- [INPUT RECORDS]:
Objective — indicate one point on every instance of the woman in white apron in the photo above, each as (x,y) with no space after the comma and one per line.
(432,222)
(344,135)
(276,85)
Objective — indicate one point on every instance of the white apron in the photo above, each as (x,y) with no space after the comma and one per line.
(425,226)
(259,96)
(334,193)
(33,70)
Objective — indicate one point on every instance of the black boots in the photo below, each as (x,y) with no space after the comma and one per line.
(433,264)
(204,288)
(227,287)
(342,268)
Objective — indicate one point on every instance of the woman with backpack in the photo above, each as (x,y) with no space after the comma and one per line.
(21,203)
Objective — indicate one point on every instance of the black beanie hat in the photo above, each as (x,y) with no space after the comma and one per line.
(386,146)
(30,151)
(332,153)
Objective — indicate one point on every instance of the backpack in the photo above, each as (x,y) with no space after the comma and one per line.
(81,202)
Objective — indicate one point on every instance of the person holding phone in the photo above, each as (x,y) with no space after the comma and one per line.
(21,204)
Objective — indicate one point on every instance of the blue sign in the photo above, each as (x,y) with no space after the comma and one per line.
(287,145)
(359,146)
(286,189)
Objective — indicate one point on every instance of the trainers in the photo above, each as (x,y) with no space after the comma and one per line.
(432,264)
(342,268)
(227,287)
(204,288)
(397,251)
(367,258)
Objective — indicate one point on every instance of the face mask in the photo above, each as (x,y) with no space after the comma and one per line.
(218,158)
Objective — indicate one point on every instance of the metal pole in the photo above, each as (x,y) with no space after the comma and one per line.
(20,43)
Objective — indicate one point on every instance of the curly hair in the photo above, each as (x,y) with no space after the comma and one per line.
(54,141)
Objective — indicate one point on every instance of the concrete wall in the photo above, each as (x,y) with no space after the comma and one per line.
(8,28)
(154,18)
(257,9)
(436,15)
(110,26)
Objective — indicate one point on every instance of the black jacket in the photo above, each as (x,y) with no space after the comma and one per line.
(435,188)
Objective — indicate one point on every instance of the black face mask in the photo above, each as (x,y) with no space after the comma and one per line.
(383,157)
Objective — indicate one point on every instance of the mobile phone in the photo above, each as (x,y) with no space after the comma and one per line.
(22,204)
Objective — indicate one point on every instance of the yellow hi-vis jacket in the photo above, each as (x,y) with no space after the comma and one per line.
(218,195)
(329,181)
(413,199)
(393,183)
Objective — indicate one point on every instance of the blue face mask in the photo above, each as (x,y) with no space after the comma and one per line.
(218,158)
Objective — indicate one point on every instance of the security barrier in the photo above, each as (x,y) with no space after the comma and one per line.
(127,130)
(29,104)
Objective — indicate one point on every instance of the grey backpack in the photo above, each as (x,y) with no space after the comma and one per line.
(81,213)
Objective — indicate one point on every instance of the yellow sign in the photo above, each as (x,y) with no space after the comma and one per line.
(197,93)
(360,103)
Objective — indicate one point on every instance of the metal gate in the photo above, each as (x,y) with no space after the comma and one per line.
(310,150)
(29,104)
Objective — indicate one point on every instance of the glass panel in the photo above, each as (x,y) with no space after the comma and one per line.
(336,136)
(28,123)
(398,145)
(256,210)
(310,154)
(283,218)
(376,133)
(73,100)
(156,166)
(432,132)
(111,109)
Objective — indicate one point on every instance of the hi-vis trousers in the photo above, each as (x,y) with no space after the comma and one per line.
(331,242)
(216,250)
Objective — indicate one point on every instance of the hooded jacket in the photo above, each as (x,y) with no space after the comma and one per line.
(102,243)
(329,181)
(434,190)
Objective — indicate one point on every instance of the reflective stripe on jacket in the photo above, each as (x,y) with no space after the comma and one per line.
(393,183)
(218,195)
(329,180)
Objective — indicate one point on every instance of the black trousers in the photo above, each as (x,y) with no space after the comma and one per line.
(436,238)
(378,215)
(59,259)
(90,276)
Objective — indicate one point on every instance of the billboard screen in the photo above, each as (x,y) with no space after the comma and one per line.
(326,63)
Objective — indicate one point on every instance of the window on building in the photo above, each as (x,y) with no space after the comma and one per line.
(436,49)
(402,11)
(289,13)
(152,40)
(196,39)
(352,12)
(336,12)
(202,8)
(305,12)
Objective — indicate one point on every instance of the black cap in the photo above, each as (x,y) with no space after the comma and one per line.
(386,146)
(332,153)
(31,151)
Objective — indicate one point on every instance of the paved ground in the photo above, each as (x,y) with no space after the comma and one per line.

- [WHAT YOU WILL DO]:
Reproduce the data in full, exactly as presented.

- [FINISHED TASK]:
Objective — indicate one point on every instance of the woman in white apron in the photo above, each as (x,y) with no space after the comma and one per line.
(432,222)
(344,135)
(276,85)
Objective — indicate one point on every instance of the white apron in the photo above, each as (x,y) with no space after the comma and one per line.
(425,226)
(259,96)
(334,193)
(33,70)
Objective — indicate one point on every instance of the black boots in the photo below, each as (x,y) with no space after the comma and one per line.
(433,264)
(204,288)
(227,287)
(342,268)
Objective — indicate one point on every instance of the woman with backpack in the photo above, each as (x,y) with no space after the comma and one per line.
(21,203)
Objective — indicate one point on every instance of the black beanie hat in the photo above, each as (x,y) with no space after the comma and one per line.
(386,146)
(30,151)
(332,153)
Objective — indicate one point on every instance of the backpack in the photo above, each as (x,y) with no space after the comma and one per line.
(81,202)
Objective — indicate one point on every instance of the person holding phone in the photo above, each as (x,y) with no space after the comma and one per line.
(21,204)
Objective — indicate one point on every instance of the blue sign in the photo above, each as (x,y) with no space after the comma and one per line.
(287,145)
(359,146)
(286,189)
Objective — indicate one point on every instance of the trainers in the photo above, each as (x,y) with no space after the comma and one per line.
(432,264)
(342,268)
(227,287)
(204,288)
(397,251)
(367,258)
Objective — indicate one point on every instance of the face mask in the photo above, each as (x,y) with no space after the comma and one per line.
(218,158)
Objective — indicate one point on every instance of the metal pole in the photo above, each as (x,y) with no space after the comma and one per line.
(20,43)
Objective — indicate one point on every instance of the curly hair in the photo above, each as (x,y) with no space after the comma and one per line.
(54,141)
Objective — indicate one point on every instance of the concrete wall in the photo above, each as (x,y) with no space after the comma and one per line.
(8,28)
(154,18)
(257,9)
(436,15)
(110,26)
Objective — indicate one point on every instance of the black jacket in the photo above, each as (x,y) with no space after the comma and one per line.
(435,188)
Objective — indicate one point on every instance of the black face mask in the photo above, each as (x,y) with no space after the comma and one per line.
(383,157)
Objective — indicate one point on every instance of the mobile phone in the photo above, each as (x,y) with no space after the comma and one per line.
(22,204)
Objective — indicate one point on every instance of the yellow hi-vis jacket in the photo above, each as (x,y) with no space after the comma and one per line.
(218,195)
(329,181)
(413,199)
(393,183)
Objective — indicate one point on every instance of the blue face mask in the photo above, each as (x,y) with no space after the comma and one per line.
(218,158)
Objective — indicate one point on every instance of the security barrier in the photo above, each as (x,y) with no space after the comma and one per line.
(127,130)
(29,104)
Objective — indicate one point on every instance of the grey backpack in the photo above, each as (x,y) with no space after the comma and one per line.
(81,213)
Objective — indicate one point on every instance of the yellow sign in the photo above, each as (x,y) with no space after the comma and one per line.
(197,93)
(360,103)
Objective — indicate one point on every instance of the metal gate in the photo above, each as (x,y) with no space after the comma and one per line.
(310,150)
(29,104)
Objective — indicate one point on every instance of the glass panel in the photo above, each as (x,y) with no space after the comma and one per line.
(336,136)
(28,123)
(398,145)
(256,210)
(310,154)
(283,218)
(376,133)
(73,100)
(156,166)
(432,132)
(111,109)
Objective — indicate one point on every instance of the hi-vis trousers in the photo above, each as (x,y) with no space after the comma and one per line.
(331,242)
(216,250)
Objective — indicate one point on every instance of the hooded jacket in the photo above, each as (x,y) with no space after the comma and one per line.
(102,243)
(329,181)
(434,190)
Objective — indicate one point on every instance of the reflective stripe on jacket in the photo above, each as (x,y) with no space after the comma and one per line.
(393,183)
(218,195)
(329,180)
Objective — indicate one point on every instance of the black trousers in the photo above, each as (x,y) with no space after the comma and one per line.
(436,238)
(378,215)
(59,259)
(90,276)
Objective — indicate one point on every instance of the billboard screen in the photo above, each as (x,y) with no space after the comma and one per line.
(326,63)
Objective — indicate one point on every instance of the window on building in the photo above, each as (x,y) with no space after the comma and one per line.
(436,49)
(402,11)
(289,13)
(152,40)
(196,39)
(352,12)
(336,12)
(202,8)
(305,12)
Objective — indicate one point on every instance of the black cap in the photo above, each as (x,y) with no space after the comma and one per line.
(386,146)
(332,153)
(31,151)
Objective — indicate one point on every instance of the paved ground in the photo above, each as (x,y) with no space after the comma and one per line.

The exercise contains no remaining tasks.